Required work: In the text on food cravings, which food does a lack of protein lead you to crave?

Also keep in mind that lack of certain nutrients can lead to cravings. For example, lack of protein may cause you to crave ice cream, lack of carbohydrates may cause you to crave fries, and so on. The same goes for micronutrients – chocolate contains zinc and magnesium, so your afternoon Mars bar may simply be satisfying a physiological need for more broccoli. Although if you’re craving chocolate, sometimes no other food will hit the spot – there’s a reason Cadbury doesn’t make a broccoli bar!
No “no-no” foods
When people want to lose weight or change their eating habits, they often deem certain foods “forbidden”. This may seem noble, but in reality it’s just a set-up for cravings. Saying “I’m never going to eat any chocolate at all” is a sure-fire way to end up craving it a week later. It’s better to have the occasional, planned treat than to deny yourself a food altogether.
Restricting a certain food group, such as carbohydrates, also pretty much gurantees a craving. For example, if you eliminate bread from your diet for an extended period of time, it’s bread that you’re most likely to crave.

Provided information:

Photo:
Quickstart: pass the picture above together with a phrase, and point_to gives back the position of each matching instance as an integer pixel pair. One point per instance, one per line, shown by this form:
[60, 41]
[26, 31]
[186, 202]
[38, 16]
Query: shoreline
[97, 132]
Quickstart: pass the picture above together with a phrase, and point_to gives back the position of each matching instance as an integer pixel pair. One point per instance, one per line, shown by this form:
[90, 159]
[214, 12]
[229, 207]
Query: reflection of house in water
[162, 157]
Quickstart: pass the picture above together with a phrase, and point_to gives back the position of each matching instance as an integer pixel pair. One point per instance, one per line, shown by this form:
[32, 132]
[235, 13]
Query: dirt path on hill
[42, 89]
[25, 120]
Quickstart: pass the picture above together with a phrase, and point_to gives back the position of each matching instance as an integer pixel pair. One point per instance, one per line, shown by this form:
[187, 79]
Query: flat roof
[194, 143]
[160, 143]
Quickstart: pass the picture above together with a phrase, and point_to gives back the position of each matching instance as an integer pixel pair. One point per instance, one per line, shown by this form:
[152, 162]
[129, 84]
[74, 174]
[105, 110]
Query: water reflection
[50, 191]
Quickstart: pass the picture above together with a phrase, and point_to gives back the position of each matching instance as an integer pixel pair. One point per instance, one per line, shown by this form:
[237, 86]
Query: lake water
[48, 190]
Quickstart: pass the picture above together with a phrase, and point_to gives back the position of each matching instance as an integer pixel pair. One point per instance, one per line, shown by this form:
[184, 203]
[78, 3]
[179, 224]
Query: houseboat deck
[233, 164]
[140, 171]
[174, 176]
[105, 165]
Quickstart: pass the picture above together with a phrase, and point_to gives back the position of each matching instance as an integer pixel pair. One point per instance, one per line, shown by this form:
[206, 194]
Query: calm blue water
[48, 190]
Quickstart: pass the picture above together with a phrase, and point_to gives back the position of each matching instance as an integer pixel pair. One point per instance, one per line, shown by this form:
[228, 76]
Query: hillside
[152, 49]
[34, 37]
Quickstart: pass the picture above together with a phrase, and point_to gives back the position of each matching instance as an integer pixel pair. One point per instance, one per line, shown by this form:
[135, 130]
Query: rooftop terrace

Written solution: Ice cream.